» **About this task**
The listing should be printed again without a single change.
=== Section Start ===
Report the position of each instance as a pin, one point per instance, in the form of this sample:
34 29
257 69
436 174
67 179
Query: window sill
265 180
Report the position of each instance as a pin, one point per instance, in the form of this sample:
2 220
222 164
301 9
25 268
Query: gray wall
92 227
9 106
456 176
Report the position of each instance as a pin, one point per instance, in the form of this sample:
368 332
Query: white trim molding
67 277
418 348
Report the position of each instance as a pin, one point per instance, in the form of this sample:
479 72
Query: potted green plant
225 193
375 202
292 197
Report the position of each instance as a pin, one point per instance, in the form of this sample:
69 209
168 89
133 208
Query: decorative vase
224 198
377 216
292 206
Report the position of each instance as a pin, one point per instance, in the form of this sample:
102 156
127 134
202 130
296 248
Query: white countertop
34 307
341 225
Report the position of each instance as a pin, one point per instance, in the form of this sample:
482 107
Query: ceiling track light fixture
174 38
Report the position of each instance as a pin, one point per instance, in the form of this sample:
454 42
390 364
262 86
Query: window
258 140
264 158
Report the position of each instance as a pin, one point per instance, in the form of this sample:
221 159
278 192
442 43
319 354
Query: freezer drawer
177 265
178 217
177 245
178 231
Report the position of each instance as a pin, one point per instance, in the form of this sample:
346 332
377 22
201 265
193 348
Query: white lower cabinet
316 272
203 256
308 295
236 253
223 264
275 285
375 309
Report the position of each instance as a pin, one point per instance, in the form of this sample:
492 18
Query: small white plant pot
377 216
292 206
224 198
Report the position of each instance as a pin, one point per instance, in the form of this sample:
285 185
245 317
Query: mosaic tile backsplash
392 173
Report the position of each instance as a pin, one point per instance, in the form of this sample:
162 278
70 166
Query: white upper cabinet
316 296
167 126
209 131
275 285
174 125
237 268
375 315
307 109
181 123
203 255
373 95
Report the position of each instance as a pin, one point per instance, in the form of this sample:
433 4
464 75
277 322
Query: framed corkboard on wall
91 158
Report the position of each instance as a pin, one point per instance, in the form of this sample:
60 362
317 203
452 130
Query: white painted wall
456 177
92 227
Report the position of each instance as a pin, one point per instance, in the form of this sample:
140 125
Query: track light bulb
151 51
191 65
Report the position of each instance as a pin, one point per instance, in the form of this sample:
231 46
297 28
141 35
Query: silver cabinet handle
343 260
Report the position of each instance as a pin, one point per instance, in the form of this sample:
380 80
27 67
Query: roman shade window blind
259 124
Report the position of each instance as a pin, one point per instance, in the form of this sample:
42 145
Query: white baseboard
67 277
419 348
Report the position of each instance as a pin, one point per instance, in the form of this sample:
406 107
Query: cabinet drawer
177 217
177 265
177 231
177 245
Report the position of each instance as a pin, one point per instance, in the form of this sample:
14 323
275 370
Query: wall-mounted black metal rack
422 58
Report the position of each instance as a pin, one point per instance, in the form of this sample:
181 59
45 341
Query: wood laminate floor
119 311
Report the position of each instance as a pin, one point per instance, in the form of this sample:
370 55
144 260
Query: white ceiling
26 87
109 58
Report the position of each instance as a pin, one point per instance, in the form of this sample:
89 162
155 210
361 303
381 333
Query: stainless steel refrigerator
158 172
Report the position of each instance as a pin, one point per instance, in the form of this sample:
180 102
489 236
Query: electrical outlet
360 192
=== Section End ===
» **Output below**
Report the position of each instance as a pin, one point per instance, in the form of this sample:
34 29
257 69
436 174
67 179
Query: window sill
265 180
Report the position of each instance as a pin, one point per instance, in the form of this sample:
2 220
222 164
301 9
25 268
Query: gray wall
92 227
9 106
456 176
Report the position of each instance as a pin, one point per instance, in the form of this sample:
368 332
Query: white trim molding
67 277
418 348
Report the position of each instance as a pin, one point per instance, in the form of this sample:
479 72
Query: potted green plant
225 193
375 202
292 197
Report the position of each instance as a pin, one point per instance, in the form of this sample:
69 209
168 89
133 208
Query: decorative vase
224 198
377 216
292 206
Report the position of each instance as a pin, one point per instance, in the form of this sample:
102 156
127 134
202 130
296 248
Query: white countertop
34 307
341 225
Report the position of each instance as a pin, one point per instance, in the form of this sample:
482 107
Query: ceiling track light fixture
174 38
Report the position of each instance as a pin, one point per instance, in the form of this sample:
454 42
390 364
262 86
Query: window
258 140
264 158
Report the position of each instance as a pin, one point per instance, in the form of this sample:
221 159
278 192
442 43
319 354
Query: freezer drawer
177 265
178 217
177 245
178 231
Report the position of each instance as a pin, one point per instance, in the form of this sample:
346 332
377 22
201 265
193 348
Query: white lower cabinet
316 272
203 256
308 295
236 253
223 264
275 285
375 309
Report the position of each instance as a pin, one point per instance, in the form of this sample:
492 18
Query: small white plant pot
377 216
292 206
224 198
Report the position of each instance as a pin, one point per instance, in the form of this sample:
285 185
245 317
Query: mosaic tile backsplash
392 173
Report the position of each instance as a pin, one point per instance, in the form of this sample:
162 278
70 166
Query: white upper cabinet
316 296
167 126
209 131
275 285
174 125
237 268
375 315
307 109
181 123
203 255
373 95
Report the position of each instance as a pin, one point per instance, in the form of this sample:
433 4
464 75
277 322
Query: framed corkboard on wall
91 158
Report the position of each instance as a pin, one point per instance, in the form of this sample:
60 362
317 203
452 130
Query: white painted wall
456 177
92 227
Report the position of each instance as a pin, one point per instance, in the form of this sample:
140 125
Query: track light bulb
151 51
191 65
Report the position of each instance as a pin, one point per instance, in the form of this sample:
231 46
297 28
141 35
Query: silver cabinet handle
343 260
Report the position of each instance as a pin, one point per instance, in the form of this sample:
380 80
27 67
Query: roman shade window blind
259 124
Report the position of each instance as a pin, one point per instance, in the form of this sample:
42 145
Query: white baseboard
67 277
419 348
Report the position of each instance as a pin, one point per instance, in the form of this sample:
406 107
Query: cabinet drawer
177 217
177 265
177 231
177 245
Report the position of each instance as a pin, one point per instance, in the form of this sample:
14 323
275 370
Query: wall-mounted black metal rack
422 58
Report the position of each instance as a pin, one point per instance, in the form of this sample:
181 59
45 341
Query: wood laminate floor
119 311
Report the position of each instance as a pin, one point per instance, in the form of this sample:
370 55
144 260
Query: white ceiling
26 87
109 58
Report the position of each instance as a pin, one point per instance, in the form of this sample:
89 162
155 210
361 303
381 333
Query: stainless steel refrigerator
158 172
Report the position of each instance as a pin, one point per instance, in the form of this sample:
180 102
489 236
Query: electrical outlet
360 192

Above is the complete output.